[Entries from a pointing dataset]
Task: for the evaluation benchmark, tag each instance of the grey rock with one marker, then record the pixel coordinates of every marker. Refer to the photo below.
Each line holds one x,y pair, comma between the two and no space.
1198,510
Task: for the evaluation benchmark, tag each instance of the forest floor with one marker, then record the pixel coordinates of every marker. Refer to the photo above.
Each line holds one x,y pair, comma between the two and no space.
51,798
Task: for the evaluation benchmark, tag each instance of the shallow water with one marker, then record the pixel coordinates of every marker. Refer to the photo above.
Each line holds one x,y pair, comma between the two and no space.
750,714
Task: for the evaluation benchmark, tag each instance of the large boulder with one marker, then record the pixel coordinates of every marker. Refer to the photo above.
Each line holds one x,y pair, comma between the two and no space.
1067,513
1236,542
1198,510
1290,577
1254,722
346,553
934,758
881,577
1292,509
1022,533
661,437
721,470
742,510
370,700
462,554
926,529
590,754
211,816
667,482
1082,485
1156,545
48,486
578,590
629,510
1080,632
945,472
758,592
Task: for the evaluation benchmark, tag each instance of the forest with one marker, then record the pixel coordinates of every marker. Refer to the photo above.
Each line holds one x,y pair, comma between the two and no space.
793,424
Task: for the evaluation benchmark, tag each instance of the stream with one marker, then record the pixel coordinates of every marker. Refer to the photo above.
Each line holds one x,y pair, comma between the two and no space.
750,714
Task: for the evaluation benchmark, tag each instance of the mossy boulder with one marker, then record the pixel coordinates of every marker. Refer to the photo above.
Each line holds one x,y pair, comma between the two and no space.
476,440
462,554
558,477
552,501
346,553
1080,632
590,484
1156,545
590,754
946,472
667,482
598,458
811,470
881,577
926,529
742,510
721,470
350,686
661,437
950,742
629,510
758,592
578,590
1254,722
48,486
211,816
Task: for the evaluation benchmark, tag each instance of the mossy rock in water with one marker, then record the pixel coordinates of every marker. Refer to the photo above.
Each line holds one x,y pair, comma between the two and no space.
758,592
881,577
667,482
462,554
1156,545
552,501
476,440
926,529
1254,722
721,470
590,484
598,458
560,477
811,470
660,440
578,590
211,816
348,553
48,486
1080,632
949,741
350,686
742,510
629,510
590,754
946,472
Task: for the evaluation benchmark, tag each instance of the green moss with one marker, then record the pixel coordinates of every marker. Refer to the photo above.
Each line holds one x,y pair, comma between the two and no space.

■ PROBLEM:
All of the lines above must be returned exactly.

■ SOLUTION BELOW:
Task: for the evaluation benchmark, tag each instance of the grey rock with one marker, then record the pixel coordinates of every marker. Refer to the photo below.
Each line holds one x,y pair, comma between the two and no space.
1198,510
Task: for the evaluation benchmark, tag each instance of the forest floor with one marker, then record the pixel coordinates of every marker. Refer to the photo above.
Each line holds one x,y pair, comma between the two and no space.
51,798
Task: for the evaluation benchmark, tag each instance of the shallow water with one marker, then record the pixel coordinates of every marker. Refer to the photo above.
Each line holds one x,y pair, comma between the two and no space.
750,714
Task: for the evaluation benchmark, tag each instance of the large boulder with one marker, then record the pixel coordinates of every marker. Refer to the photo above.
Each line holds one x,y pair, comma between the two and no space.
1067,513
1236,542
1198,510
1290,577
1254,722
346,553
934,758
881,577
1292,509
1022,533
661,437
721,470
742,510
370,700
462,554
926,529
590,754
211,816
667,482
1082,485
1156,545
48,486
578,590
629,510
1080,632
945,472
758,592
Task: for the evaluation benchmark, tag each instance of the forest with one marker, then record the pixel coordinates of every marker. Refer to the photo above.
Each line holds one x,y pair, comma between the two and no space.
793,424
Task: for the evaluation benchmark, tag each instance of the stream with one marker, then record the pixel coordinates of every marker. Refer to the photo above.
Each line holds one x,y pair, comma between the two and no space.
750,714
Task: for the evaluation benchmark, tag each instance of the mossy boulder with one marker, then record the pixel coordinates of every marker. Refer to the photo above.
Each line holds one x,y pair, comma between the two and no space.
476,440
462,554
558,477
552,501
346,553
1080,632
590,484
1156,545
590,754
946,472
667,482
598,458
811,470
881,577
926,529
742,510
721,470
350,686
661,437
950,742
629,510
758,592
578,590
1254,722
48,486
211,816
Task: for the evaluation benchmark, tag each instance of the mossy rock in water with one marker, then record the pixel coordinates of every marker. Refer to the photo above.
Each line holds one x,y pair, comma between the two and no space.
758,592
881,577
667,482
462,554
1156,545
552,501
476,440
926,529
1254,722
721,470
590,484
598,458
560,477
811,470
660,440
578,590
211,816
348,553
48,486
1080,632
949,741
350,686
742,510
629,510
590,754
946,472
Task: for the evaluation benchmark, tag each instance of the green moss with one marker, then record the pixel coordinates of every marker. Refer to the photo above.
Each line holds one x,y pair, comma between the two and no space.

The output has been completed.